--- DESCRIPTION OF THE TASK ---
Of the lines in the data below, count the ones holding the string "railway", and answer with that number only.

--- RECORDS TO USE ---
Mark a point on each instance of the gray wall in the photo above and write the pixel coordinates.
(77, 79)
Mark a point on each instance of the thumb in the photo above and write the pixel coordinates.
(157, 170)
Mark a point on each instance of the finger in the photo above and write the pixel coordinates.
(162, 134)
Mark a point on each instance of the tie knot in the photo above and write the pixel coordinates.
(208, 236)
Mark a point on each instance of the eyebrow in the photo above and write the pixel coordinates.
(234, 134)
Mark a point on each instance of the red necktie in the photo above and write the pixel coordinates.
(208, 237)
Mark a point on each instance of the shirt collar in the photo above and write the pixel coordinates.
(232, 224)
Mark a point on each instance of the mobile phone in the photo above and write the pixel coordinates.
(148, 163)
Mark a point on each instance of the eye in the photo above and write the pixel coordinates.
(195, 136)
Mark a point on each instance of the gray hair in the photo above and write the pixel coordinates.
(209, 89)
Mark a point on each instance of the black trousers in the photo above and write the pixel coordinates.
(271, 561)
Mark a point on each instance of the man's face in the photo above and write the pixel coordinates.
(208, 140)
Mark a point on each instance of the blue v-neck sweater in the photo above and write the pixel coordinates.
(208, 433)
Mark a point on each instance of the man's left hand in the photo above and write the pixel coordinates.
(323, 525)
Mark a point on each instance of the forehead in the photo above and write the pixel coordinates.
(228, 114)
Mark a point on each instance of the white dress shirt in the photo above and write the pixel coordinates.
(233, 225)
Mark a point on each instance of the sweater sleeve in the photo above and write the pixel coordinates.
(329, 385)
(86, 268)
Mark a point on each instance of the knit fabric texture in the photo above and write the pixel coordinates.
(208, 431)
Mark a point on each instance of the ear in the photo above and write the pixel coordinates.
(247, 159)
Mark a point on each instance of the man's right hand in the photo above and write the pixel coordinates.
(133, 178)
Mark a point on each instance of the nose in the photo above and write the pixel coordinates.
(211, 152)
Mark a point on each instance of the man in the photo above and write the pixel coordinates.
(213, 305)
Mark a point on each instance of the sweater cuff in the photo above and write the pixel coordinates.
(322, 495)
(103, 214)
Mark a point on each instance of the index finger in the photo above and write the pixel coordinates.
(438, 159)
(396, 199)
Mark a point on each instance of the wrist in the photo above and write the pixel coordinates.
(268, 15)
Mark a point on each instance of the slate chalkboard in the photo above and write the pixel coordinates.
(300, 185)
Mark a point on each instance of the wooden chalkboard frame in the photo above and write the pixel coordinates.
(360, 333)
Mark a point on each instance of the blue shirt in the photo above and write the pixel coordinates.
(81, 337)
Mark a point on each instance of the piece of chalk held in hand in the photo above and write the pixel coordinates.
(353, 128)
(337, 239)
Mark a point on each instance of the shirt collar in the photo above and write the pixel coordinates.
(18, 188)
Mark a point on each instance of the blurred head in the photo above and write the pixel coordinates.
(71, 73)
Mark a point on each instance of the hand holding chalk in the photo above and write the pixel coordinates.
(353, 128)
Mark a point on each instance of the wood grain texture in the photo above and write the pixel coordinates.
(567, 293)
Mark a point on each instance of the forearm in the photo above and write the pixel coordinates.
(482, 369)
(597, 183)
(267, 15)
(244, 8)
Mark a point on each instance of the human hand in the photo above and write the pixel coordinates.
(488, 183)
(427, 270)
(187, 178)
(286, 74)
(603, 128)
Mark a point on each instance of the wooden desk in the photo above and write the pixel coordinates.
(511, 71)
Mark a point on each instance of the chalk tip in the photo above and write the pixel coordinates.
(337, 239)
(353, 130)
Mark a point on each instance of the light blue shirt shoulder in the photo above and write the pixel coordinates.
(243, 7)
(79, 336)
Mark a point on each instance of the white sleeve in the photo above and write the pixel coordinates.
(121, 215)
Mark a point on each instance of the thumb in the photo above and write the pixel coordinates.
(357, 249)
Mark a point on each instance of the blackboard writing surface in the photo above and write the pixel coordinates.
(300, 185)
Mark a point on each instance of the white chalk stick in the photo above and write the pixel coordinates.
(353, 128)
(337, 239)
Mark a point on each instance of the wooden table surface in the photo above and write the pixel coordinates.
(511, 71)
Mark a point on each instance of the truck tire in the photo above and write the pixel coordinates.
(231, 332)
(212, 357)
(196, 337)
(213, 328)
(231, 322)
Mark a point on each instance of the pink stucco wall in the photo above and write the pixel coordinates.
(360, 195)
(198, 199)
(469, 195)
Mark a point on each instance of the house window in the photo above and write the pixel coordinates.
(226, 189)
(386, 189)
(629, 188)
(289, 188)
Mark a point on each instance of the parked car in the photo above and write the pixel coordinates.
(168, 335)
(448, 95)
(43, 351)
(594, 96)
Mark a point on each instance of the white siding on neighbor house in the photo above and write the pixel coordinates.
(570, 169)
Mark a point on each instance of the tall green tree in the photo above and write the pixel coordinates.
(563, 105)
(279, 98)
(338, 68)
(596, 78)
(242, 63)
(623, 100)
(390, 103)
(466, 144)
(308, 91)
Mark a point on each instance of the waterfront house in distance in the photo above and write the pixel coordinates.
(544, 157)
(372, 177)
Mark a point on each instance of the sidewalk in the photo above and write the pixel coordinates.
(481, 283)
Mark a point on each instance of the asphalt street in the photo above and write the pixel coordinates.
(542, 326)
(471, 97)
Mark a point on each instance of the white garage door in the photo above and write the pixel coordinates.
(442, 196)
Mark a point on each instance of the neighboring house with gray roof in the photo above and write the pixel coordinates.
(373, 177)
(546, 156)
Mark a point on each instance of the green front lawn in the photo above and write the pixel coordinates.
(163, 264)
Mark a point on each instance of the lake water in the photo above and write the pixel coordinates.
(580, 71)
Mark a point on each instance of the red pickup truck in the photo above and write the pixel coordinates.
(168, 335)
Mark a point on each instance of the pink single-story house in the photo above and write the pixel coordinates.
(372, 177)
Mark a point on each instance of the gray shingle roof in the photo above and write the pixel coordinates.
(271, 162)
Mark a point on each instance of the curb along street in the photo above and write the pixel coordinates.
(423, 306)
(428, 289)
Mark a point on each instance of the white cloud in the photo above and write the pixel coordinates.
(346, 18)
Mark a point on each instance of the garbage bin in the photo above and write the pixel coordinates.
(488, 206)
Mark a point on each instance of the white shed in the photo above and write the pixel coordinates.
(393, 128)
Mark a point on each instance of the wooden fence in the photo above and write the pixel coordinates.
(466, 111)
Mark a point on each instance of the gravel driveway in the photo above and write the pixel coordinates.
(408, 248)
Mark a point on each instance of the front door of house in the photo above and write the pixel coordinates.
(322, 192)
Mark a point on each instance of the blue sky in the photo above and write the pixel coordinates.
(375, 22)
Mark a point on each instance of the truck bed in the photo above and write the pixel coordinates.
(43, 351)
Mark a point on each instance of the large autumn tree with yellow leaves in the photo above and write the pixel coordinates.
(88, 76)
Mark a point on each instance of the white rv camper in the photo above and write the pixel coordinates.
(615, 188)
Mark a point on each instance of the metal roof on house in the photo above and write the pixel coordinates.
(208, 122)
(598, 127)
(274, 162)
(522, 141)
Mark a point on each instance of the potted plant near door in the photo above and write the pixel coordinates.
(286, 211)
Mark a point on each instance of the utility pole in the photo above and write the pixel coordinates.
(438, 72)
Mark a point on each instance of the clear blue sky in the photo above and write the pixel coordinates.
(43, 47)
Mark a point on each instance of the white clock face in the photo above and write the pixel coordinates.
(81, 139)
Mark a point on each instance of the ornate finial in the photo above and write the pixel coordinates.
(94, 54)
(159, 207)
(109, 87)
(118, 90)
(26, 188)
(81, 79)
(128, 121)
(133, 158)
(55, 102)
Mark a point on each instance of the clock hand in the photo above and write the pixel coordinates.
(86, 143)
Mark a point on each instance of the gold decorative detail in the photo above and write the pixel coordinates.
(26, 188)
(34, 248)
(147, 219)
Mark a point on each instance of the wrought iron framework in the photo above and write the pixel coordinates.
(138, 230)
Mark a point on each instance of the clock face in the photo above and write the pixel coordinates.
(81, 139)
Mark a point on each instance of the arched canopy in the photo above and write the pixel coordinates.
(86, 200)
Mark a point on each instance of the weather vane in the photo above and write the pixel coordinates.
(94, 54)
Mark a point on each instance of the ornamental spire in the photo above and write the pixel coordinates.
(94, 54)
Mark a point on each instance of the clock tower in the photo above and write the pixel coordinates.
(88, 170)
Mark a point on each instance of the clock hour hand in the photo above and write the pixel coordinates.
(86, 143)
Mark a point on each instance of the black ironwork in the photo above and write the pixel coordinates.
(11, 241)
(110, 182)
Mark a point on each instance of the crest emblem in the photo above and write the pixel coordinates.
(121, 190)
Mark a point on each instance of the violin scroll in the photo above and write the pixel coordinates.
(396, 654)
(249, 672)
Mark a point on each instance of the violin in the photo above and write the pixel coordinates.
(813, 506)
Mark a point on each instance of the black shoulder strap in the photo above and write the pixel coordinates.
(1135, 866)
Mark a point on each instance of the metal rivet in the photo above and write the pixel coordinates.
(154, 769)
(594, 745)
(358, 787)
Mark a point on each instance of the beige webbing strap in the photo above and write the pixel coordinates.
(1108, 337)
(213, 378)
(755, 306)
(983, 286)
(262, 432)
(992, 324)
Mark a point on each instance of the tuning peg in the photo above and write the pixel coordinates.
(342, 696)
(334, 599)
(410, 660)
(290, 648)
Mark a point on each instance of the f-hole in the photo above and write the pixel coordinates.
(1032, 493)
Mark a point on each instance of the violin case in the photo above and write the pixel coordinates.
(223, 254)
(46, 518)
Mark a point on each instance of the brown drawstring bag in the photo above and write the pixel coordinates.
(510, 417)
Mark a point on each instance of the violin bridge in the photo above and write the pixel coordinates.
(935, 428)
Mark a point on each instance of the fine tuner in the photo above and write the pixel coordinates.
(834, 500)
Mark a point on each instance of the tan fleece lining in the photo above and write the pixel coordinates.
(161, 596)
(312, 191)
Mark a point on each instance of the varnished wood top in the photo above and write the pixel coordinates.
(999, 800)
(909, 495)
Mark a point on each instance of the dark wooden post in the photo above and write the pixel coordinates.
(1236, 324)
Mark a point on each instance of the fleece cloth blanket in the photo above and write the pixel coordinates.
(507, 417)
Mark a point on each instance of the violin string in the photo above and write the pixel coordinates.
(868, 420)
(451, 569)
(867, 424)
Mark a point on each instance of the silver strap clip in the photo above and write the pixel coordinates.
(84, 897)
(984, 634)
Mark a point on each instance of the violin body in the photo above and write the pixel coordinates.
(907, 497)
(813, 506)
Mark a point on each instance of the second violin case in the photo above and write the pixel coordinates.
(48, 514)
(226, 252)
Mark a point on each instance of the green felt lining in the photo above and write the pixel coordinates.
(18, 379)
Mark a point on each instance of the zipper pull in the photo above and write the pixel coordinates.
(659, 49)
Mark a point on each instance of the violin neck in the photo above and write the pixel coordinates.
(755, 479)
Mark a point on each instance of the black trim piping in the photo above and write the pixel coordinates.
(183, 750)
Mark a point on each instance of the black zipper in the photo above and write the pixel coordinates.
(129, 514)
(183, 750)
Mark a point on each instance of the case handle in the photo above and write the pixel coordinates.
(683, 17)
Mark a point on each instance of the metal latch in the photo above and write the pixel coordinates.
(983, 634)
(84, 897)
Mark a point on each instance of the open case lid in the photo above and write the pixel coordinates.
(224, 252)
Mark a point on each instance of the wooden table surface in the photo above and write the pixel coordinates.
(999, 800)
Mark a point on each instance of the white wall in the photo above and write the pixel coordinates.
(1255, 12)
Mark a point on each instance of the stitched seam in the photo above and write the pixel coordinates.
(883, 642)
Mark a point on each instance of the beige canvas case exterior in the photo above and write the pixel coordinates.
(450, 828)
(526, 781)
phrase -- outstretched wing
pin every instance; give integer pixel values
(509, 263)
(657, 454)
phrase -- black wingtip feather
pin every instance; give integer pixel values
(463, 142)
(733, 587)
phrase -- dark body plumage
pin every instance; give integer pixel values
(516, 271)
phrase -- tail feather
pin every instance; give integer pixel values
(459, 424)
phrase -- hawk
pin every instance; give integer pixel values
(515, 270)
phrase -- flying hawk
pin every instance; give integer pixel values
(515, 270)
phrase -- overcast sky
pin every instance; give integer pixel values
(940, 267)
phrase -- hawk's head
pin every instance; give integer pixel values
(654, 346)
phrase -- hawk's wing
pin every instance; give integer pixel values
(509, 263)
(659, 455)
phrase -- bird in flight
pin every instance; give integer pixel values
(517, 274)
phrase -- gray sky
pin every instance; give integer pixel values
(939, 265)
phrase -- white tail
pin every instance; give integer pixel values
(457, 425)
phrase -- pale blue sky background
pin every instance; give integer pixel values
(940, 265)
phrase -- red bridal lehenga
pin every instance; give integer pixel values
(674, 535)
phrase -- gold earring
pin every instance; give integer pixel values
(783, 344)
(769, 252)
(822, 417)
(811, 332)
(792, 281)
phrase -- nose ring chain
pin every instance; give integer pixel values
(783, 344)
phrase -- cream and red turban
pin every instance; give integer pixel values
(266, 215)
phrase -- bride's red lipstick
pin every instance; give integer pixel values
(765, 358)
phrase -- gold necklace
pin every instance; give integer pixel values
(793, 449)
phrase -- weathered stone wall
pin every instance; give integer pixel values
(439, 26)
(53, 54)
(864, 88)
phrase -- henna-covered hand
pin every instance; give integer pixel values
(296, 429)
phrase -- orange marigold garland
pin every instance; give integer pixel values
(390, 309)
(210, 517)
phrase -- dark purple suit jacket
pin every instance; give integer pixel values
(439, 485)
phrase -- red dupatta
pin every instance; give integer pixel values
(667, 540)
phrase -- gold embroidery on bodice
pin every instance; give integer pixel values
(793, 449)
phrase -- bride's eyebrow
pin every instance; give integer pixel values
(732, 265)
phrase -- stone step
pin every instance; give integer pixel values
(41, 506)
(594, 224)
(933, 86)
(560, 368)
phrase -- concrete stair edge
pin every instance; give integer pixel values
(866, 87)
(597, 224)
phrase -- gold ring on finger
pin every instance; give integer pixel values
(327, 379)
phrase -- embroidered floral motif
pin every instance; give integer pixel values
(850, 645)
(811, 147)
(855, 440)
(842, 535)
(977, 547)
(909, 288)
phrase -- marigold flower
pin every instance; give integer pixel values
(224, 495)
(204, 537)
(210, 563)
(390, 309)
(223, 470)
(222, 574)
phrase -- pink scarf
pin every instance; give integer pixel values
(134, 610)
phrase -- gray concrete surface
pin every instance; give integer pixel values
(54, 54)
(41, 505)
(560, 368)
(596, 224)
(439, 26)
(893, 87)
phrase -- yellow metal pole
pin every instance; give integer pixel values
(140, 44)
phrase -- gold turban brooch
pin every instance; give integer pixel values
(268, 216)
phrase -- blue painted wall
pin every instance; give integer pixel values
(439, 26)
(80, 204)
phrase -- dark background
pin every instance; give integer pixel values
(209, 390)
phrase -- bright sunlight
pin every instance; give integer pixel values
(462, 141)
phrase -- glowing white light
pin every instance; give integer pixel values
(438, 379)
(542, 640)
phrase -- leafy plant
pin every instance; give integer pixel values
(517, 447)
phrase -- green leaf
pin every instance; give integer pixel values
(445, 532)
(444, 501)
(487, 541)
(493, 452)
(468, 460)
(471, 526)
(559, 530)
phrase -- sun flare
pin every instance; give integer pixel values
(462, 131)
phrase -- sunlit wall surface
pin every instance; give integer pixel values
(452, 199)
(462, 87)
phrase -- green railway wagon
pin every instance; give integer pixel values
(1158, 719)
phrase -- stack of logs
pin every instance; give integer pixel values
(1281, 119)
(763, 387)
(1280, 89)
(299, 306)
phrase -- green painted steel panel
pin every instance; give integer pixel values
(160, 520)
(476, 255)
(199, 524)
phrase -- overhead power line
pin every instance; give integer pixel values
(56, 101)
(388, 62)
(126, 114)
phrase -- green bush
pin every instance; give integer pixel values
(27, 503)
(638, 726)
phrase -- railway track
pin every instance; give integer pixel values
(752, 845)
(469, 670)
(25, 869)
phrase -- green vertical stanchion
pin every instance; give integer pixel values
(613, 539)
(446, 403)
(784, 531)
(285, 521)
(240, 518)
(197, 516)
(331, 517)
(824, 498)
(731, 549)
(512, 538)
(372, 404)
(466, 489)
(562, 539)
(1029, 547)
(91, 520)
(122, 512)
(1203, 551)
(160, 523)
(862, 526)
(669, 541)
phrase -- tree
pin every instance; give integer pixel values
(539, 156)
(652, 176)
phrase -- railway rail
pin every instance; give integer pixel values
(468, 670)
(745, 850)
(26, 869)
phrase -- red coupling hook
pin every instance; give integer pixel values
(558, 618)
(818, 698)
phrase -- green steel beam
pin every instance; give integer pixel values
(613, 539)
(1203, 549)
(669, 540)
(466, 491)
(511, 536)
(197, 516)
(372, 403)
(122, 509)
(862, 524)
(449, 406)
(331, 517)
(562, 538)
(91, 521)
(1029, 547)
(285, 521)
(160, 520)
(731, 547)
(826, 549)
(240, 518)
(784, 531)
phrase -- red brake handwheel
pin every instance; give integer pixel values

--- ANSWER SECTION ---
3